■ **Daftar Tugas**
1 - Ringkaslah kutipan tentang semangat kebersamaan ini dalam dua kalimat.
2 - Teruskan kutipan tentang semangat kebersamaan ini, dimulai setelah kalimat terakhirnya.

■ **Kutipan Teks**
━━━━━━

Marilah berduyun-duyun menciptakan suasana yang aman, nyaman, damai dan menuju sejahtera berbangsa dan bernegara. Majulah tanpa menyingkirkan orang lain, berdirilah tanpa merendahkan orang lain, berbuatlah tanpa menunggu orang lain, mengkritiklah tanpa harus menghujat dan mencaci orang lain. Maju bersama dan bersama-sama untuk maju ke arah yang lebih baik.
Semangat gotong royong kini mulai terkikis seiring dengan perkembangan zaman yang semakin realistis dan egois. Kerapkali kita melihat adalah yang tua meremehkan yang muda, kemudian yang muda mencemooh yang tua. Pemangku kekuasaan menindas rakyat, demikian juga rakyatnya senantiasa bersumpah serapah dan mendoakan keburukan bagi pemimpinnya.

━━━━━━

(Catatan penempatan titik)

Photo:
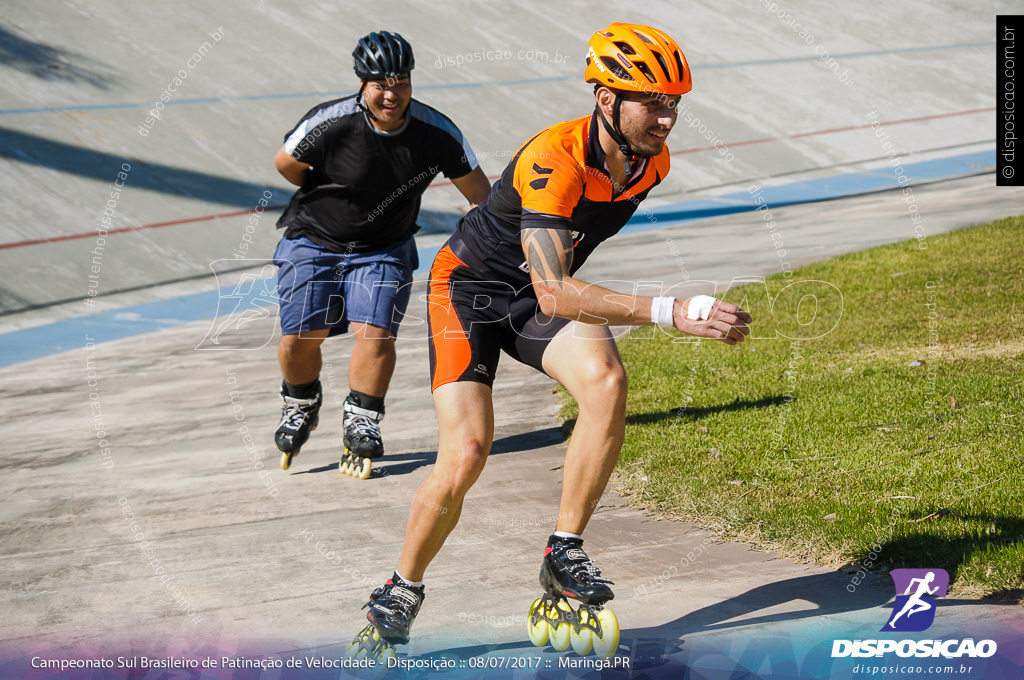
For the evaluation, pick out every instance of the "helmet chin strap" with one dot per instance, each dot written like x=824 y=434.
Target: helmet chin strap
x=614 y=131
x=361 y=103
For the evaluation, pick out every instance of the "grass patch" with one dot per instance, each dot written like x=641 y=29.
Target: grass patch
x=837 y=450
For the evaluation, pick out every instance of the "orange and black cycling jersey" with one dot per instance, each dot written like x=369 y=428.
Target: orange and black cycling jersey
x=558 y=180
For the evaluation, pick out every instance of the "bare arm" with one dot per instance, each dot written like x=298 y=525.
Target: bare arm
x=474 y=185
x=549 y=254
x=292 y=170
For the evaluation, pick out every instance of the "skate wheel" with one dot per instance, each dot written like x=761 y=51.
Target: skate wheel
x=606 y=643
x=368 y=644
x=583 y=640
x=559 y=636
x=538 y=632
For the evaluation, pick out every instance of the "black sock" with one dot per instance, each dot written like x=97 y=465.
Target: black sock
x=304 y=391
x=366 y=401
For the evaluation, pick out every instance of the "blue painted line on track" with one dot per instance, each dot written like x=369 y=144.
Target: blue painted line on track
x=28 y=344
x=502 y=83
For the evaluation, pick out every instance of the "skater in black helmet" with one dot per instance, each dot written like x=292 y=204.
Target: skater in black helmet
x=347 y=257
x=567 y=189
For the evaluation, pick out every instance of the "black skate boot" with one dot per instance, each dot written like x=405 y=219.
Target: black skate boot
x=363 y=436
x=567 y=570
x=568 y=574
x=298 y=419
x=392 y=608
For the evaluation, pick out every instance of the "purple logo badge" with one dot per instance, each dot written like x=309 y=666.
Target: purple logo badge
x=915 y=593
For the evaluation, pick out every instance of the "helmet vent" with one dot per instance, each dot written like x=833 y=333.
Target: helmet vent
x=645 y=70
x=679 y=65
x=644 y=38
x=665 y=67
x=615 y=68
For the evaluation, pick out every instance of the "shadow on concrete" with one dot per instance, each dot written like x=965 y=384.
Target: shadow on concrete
x=398 y=464
x=696 y=413
x=46 y=62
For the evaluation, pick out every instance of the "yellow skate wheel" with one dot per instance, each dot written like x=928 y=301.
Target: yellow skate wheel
x=383 y=664
x=606 y=644
x=559 y=636
x=538 y=633
x=583 y=641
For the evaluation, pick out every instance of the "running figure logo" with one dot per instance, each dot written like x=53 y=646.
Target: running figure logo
x=252 y=300
x=913 y=609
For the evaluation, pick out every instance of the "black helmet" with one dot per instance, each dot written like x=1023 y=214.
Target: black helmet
x=383 y=54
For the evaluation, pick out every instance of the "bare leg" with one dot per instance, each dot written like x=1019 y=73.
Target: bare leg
x=300 y=357
x=373 y=360
x=466 y=423
x=585 y=359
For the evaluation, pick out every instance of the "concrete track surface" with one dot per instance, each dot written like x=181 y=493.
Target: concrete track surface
x=184 y=539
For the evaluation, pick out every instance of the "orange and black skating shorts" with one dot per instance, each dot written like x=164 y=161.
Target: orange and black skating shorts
x=472 y=320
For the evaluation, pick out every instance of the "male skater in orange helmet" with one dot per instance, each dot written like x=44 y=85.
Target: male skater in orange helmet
x=566 y=190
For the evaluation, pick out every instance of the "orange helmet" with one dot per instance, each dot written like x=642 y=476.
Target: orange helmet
x=637 y=58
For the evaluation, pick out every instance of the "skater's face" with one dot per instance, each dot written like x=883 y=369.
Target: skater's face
x=646 y=120
x=387 y=100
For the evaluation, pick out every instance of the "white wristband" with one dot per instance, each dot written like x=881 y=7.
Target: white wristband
x=699 y=307
x=663 y=311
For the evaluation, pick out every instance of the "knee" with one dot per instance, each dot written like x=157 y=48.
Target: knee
x=298 y=346
x=464 y=463
x=376 y=344
x=604 y=385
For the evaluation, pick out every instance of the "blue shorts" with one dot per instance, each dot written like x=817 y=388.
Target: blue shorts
x=320 y=289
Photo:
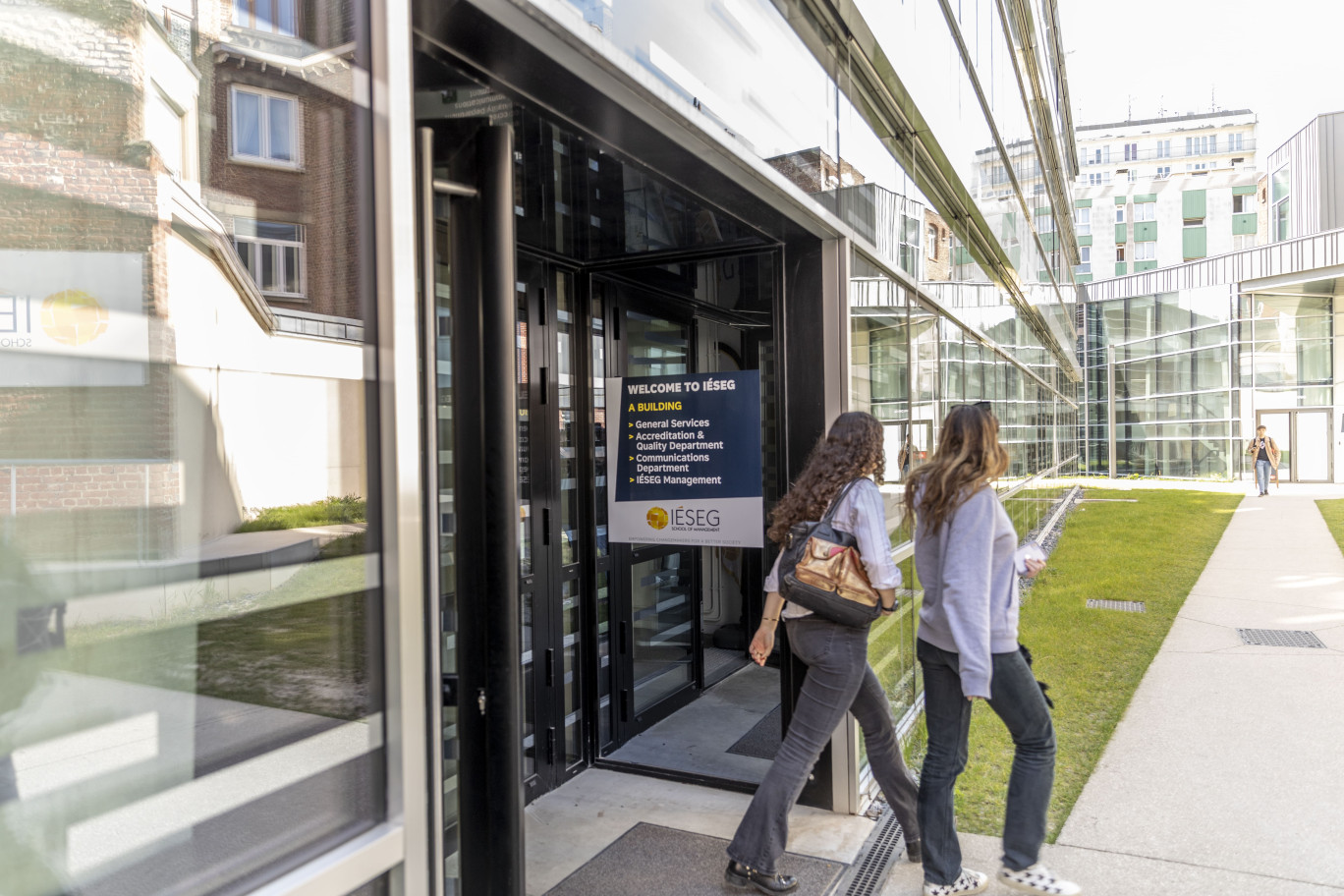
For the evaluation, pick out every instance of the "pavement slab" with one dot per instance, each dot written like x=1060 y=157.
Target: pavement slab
x=1226 y=768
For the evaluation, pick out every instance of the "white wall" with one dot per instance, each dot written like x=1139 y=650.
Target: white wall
x=259 y=420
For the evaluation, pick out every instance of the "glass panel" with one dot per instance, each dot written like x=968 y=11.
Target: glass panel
x=572 y=669
x=569 y=458
x=1314 y=446
x=247 y=124
x=1278 y=427
x=281 y=131
x=196 y=702
x=446 y=519
x=663 y=615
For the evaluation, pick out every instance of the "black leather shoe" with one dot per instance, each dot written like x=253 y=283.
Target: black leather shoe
x=742 y=877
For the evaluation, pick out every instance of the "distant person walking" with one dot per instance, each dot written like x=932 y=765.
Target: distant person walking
x=965 y=548
x=839 y=677
x=1266 y=454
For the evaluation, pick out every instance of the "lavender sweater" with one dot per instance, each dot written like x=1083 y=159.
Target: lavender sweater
x=971 y=588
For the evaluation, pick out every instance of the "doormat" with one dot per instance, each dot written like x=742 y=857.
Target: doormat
x=650 y=859
x=763 y=739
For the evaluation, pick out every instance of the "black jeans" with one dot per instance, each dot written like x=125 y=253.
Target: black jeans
x=1016 y=699
x=839 y=680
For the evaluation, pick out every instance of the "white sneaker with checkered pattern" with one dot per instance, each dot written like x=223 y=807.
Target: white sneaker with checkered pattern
x=968 y=881
x=1037 y=878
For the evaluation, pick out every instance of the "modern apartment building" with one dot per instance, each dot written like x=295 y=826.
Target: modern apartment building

━━━━━━

■ **Penyelesaian Soal**
1 - Kutipan ini mengajak semua orang menciptakan suasana yang aman, nyaman, dan damai serta maju bersama tanpa menyingkirkan, merendahkan, atau menghujat orang lain. Namun, semangat gotong royong kini mulai terkikis: yang tua meremehkan yang muda dan sebaliknya, sementara penguasa menindas rakyat dan rakyat mencaci pemimpinnya.

2 -
Semangat gotong royong (berduyun-duyun) telah mengantarkan bangsa ini menjadi bangsa yang merdeka. Dengan semangat itu pula negara ini mengalami kemajuan. Maka dengan semangat gotong-royong pula bangsa ini akan utuh dan bermartabat.
Kesimpulan
Ikan sulum memang sudah hampir punah, tapi setidaknya telah mengajarkan kita untuk bagaimana cara hidup yang baik. Menularkan sifat bagaimana cara kita bersikap sebagai warga negara yang hidup dalam sebuah negara. Tidak perlu merasa malu menerima sebuah kebenaran meskipun itu berasal dari seekor ikan. Itulah yang menjadi kelebihan kita sebagai makhluk yang senantiasa berkembang cara berpikirnya. Hari ini harus lebih baik dari hari sebelumnya dan hari esok harus lebih baik dari hari ini.
Penulis adalah Guru Pesantren Modern Unggulan Terpadu Darul Mursyid (PDM), Tapanuli Selatan.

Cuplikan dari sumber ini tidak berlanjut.